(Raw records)

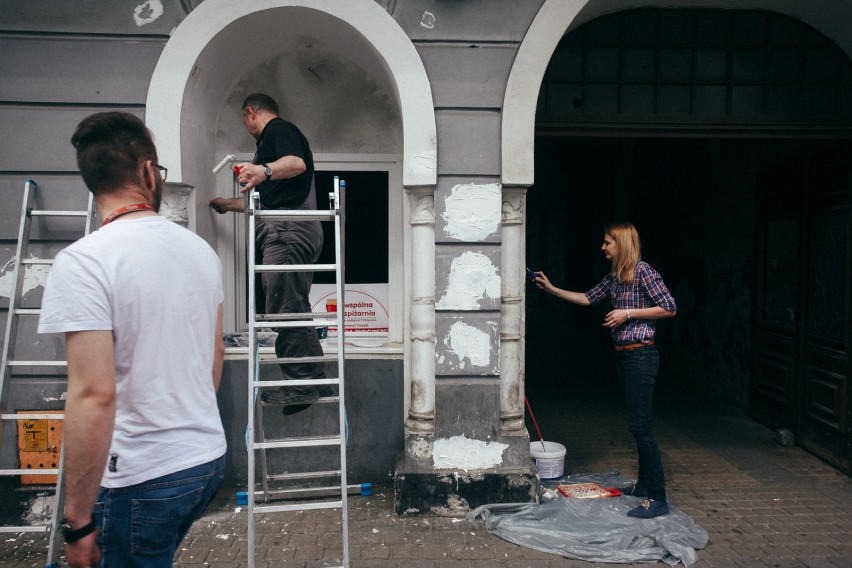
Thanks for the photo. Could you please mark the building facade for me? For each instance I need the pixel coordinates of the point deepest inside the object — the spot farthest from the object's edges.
(487, 136)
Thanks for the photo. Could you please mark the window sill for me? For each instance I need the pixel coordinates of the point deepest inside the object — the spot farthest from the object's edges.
(356, 348)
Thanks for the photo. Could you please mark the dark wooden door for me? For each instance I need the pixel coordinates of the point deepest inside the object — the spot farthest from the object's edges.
(801, 341)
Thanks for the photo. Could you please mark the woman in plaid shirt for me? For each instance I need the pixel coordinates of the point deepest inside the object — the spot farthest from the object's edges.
(639, 298)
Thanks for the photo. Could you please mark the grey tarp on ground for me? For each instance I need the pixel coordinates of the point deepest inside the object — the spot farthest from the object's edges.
(596, 530)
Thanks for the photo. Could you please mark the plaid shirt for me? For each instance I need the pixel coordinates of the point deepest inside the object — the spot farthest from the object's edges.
(646, 291)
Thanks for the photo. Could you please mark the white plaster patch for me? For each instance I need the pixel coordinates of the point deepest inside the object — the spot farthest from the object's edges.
(147, 12)
(472, 211)
(468, 342)
(34, 277)
(460, 452)
(428, 20)
(472, 277)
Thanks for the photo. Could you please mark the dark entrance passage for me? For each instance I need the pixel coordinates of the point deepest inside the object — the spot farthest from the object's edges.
(725, 222)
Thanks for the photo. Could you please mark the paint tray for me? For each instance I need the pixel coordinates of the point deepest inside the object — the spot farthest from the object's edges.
(586, 490)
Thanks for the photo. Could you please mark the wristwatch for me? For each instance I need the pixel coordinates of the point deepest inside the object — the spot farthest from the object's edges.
(73, 535)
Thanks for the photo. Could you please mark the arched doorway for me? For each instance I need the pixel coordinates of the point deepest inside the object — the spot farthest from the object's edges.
(681, 121)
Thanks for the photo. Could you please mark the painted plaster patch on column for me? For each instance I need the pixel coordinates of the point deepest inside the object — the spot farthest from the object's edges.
(147, 12)
(428, 20)
(468, 342)
(472, 277)
(34, 277)
(460, 452)
(472, 211)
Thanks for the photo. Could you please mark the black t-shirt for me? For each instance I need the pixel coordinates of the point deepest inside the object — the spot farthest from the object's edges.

Stated problem:
Write out once more the lines above beginning at the line with "Thanks for the photo. Could you please mark the paint tray"; continue through the final line and stop there.

Exercise solution:
Thanks for the photo. Could you please mark the paint tray for me? For each instance I need the pixel coordinates of the point deepest inside the object — the spot farthest from the object's edges.
(586, 490)
Thanks for the photo. Could you please mark the wristwatch for me? For each instance I need the pixel coordinates of the point deepest inside the object — the spot farthest from the object's edges.
(73, 535)
Thanks for the photo. Could you please mark the arched doorway for me? For each instance I need the pixel coordinates of the point deepest inside the object — the spot farthest from the object's edges.
(681, 121)
Thanks for the photo. Could you please mark the painted plaster patch on column for me? For each instance I need the pixel coordinates of the point deepest inside the object — the spot farthest from the object's edges.
(147, 12)
(428, 20)
(468, 342)
(472, 277)
(34, 277)
(460, 452)
(472, 211)
Thanks for the photo. Could you please mark the black t-shirt for me? For each instance I need the pixel coordinates of the point deepest inside the object — the spot farthest from the object's edges.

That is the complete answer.